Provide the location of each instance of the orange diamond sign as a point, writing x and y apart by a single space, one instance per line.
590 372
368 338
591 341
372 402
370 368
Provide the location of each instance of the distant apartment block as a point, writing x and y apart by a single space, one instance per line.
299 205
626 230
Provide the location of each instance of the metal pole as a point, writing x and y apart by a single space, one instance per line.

==

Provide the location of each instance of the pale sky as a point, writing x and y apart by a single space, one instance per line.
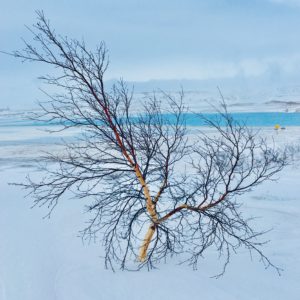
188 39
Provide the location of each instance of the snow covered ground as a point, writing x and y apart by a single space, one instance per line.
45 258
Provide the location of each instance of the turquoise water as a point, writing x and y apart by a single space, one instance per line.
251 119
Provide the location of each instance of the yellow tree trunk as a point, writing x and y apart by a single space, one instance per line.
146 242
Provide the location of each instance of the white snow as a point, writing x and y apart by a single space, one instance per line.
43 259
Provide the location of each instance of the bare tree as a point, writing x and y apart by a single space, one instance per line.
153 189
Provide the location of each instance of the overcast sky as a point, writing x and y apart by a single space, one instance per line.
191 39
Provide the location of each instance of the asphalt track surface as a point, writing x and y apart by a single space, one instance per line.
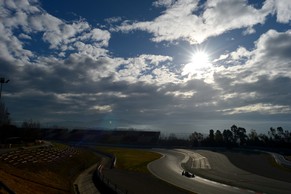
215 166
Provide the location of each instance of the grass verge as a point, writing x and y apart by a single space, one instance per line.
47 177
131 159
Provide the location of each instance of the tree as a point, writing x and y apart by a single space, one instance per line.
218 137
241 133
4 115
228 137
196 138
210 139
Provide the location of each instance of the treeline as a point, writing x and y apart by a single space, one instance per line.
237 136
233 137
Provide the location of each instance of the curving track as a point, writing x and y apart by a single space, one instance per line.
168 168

[Task brief]: Given the data above, transcribe exactly the lines from the one containing "Provide the location of each instance of the orange" down to the one containing "Provide the location of each instance of the metal", and no others.

[Answer space]:
Provide the location of each instance of the orange diamond sign as a point, writing x and y apart by a single space, one instance per line.
590 372
368 338
591 341
372 402
370 368
Provide the location of each instance of the distant apartment block as a point, writing x and y apart by a single space, one instance per line.
299 205
626 230
Provide the location of each instance of the metal pole as a point, writing x and y apart by a single space, one instance per line.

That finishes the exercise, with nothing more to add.